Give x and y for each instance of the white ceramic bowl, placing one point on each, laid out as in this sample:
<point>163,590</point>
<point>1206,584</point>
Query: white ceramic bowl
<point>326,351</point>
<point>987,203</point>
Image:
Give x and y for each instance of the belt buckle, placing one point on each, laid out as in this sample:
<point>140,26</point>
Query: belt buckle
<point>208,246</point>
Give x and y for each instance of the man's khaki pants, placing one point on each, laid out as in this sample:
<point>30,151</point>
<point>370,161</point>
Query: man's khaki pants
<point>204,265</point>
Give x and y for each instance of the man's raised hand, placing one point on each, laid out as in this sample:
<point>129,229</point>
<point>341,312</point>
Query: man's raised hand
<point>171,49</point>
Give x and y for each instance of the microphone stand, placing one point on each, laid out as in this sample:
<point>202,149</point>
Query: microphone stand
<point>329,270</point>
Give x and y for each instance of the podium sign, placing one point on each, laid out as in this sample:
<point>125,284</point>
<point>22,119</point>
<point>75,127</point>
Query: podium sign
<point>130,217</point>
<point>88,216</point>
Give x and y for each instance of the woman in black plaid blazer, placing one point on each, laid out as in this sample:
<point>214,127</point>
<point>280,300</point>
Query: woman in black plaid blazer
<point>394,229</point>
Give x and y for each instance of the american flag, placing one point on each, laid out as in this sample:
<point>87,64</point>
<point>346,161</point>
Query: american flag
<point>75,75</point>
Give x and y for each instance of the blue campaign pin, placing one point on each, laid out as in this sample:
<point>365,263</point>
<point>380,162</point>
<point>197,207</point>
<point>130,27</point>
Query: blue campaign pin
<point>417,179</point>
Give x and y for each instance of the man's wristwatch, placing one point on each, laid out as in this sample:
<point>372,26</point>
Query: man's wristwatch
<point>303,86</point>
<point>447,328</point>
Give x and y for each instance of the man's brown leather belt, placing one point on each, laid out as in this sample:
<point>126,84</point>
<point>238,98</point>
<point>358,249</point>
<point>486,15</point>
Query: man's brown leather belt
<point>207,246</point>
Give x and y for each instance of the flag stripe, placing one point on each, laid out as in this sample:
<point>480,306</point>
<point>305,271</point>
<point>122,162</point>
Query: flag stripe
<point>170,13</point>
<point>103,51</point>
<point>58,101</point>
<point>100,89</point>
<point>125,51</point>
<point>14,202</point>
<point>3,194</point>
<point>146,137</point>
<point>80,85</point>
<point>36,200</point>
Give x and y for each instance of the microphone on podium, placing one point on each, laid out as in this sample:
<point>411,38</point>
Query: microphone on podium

+ + + + + + +

*PROBLEM STATEMENT:* Retype the records above, but only those lines that fall between the line containing "<point>87,64</point>" and the line containing "<point>486,15</point>", with both of those lines included, exactly as written.

*THE ANSWER:*
<point>87,64</point>
<point>346,161</point>
Query: american flag
<point>75,75</point>
Give x and y for each instance of the blue campaign pin, placing one point on each, laid out as in this sample:
<point>365,263</point>
<point>380,162</point>
<point>197,207</point>
<point>130,27</point>
Query: blue campaign pin
<point>417,179</point>
Give x and y for each instance of the man's wristwatch, placing one point on each, laid out as in this sample:
<point>372,26</point>
Query: man's wristwatch
<point>303,86</point>
<point>447,328</point>
Give x and y for each instance of the man's brown leather belt, placing one point on each, laid out as in this sample:
<point>126,84</point>
<point>238,98</point>
<point>358,249</point>
<point>486,15</point>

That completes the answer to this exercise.